DONNÉES D'ENTRÉE:
%%

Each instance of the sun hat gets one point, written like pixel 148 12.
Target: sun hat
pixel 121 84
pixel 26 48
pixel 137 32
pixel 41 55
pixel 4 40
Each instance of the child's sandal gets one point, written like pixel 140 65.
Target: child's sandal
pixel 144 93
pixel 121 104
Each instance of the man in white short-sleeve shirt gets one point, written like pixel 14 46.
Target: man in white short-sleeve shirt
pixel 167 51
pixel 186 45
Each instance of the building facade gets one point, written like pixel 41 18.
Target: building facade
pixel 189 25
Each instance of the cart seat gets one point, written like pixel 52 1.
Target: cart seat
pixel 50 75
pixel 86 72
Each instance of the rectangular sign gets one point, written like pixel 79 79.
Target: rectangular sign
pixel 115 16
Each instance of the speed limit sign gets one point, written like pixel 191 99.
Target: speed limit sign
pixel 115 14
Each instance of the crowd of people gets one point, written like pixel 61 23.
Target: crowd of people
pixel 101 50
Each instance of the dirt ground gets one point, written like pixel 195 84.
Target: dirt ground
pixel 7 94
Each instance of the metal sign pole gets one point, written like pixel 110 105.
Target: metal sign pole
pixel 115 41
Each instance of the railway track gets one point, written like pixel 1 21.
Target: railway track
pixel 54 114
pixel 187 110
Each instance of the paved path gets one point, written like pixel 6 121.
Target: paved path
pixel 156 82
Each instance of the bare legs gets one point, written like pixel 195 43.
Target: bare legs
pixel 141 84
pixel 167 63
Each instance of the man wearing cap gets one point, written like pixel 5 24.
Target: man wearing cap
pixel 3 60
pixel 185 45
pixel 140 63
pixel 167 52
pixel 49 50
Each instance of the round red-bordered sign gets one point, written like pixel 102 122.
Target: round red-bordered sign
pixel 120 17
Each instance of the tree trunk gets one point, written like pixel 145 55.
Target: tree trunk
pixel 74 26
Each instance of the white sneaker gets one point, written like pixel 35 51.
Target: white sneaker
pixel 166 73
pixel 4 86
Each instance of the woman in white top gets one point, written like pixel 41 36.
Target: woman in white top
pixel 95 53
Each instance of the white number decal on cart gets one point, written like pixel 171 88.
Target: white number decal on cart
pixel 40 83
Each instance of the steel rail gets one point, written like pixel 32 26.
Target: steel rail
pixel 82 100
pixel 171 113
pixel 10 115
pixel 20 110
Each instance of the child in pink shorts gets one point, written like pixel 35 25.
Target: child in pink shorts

%%

CONSIGNE:
Transcrivez toutes les lignes des items ci-dessus sous forme de liste numérotée, en omettant les lignes vides.

RÉSULTAT DE L'EXERCICE:
1. Each instance of the sun hat gets one point, written like pixel 148 12.
2. Target: sun hat
3. pixel 121 84
4. pixel 26 48
5. pixel 137 32
6. pixel 41 55
7. pixel 4 40
8. Each instance of the child's sandal gets one point, written like pixel 140 65.
9. Target: child's sandal
10. pixel 144 93
11. pixel 121 104
12. Each instance of the man in white short-sleeve shirt gets one point, written like pixel 14 46.
13. Target: man in white short-sleeve shirt
14. pixel 167 51
15. pixel 186 45
16. Each instance of the building facade gets one point, written like pixel 41 18.
17. Target: building facade
18. pixel 189 25
19. Each instance of the cart seat gets one point, written like pixel 52 1.
20. Target: cart seat
21. pixel 50 75
22. pixel 86 72
23. Each instance of the rectangular sign gets one point, written like pixel 79 79.
24. Target: rectangular sign
25. pixel 115 16
26. Each instance of the speed limit sign gets one point, written like pixel 191 99.
27. Target: speed limit sign
28. pixel 115 14
29. Each instance of the crowd of people gets one point, written like pixel 61 23.
30. Target: crowd of people
31. pixel 101 50
32. Each instance of the dirt ground gets one point, written like pixel 195 84.
33. Target: dirt ground
34. pixel 7 94
35. Each instance of the metal sign pole gets one point, written like pixel 110 105.
36. Target: metal sign pole
37. pixel 115 41
38. Each instance of the railway track gets one point, written like pixel 1 21.
39. Target: railway track
40. pixel 54 114
41. pixel 187 110
42. Each instance of the paved path gets one point, written like pixel 6 121.
43. Target: paved path
44. pixel 156 82
45. Each instance of the bare legs gets one point, written like pixel 195 43.
46. Target: bare legs
47. pixel 141 84
48. pixel 167 63
49. Each instance of the man wearing cap gets one point, written like pixel 5 24.
50. Target: man wearing cap
51. pixel 3 60
52. pixel 185 45
53. pixel 140 63
54. pixel 167 52
55. pixel 49 50
56. Each instance of the round red-bordered sign gets one point, written like pixel 102 122.
57. Target: round red-bordered sign
58. pixel 120 17
59. Each instance of the tree trunk gets one point, written like pixel 145 55.
60. Target: tree trunk
61. pixel 74 26
62. Each instance of the white sneaker gets one point, written like pixel 35 51.
63. Target: white sneaker
64. pixel 166 73
65. pixel 4 86
66. Each instance of the woman in white top gets one point, written like pixel 41 36.
67. Target: woman in white top
68. pixel 95 53
69. Each instance of the white number decal on cart gets one point, written like pixel 171 88.
70. Target: white number decal on cart
71. pixel 40 83
72. Each instance of the steel rail gets one point, written like pixel 32 26.
73. Target: steel rail
74. pixel 82 100
75. pixel 171 113
76. pixel 10 115
77. pixel 20 110
78. Each instance of the child in pink shorts gets one point, written like pixel 35 25.
79. Target: child in pink shorts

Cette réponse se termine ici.